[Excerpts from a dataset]
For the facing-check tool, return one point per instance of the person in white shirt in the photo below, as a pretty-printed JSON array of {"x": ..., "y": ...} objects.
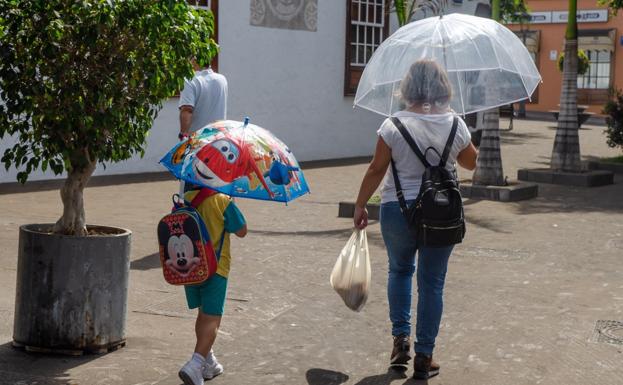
[
  {"x": 202, "y": 101},
  {"x": 426, "y": 92}
]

■ What the exercise asks
Word for word, print out all of the records above; pass over the pictures.

■ Your solution
For the facing-check tool, return one point per instance of the person in white shirt in the photo below, as a pretty-printed JSON array of {"x": ..., "y": ...} objects.
[
  {"x": 202, "y": 101},
  {"x": 426, "y": 92}
]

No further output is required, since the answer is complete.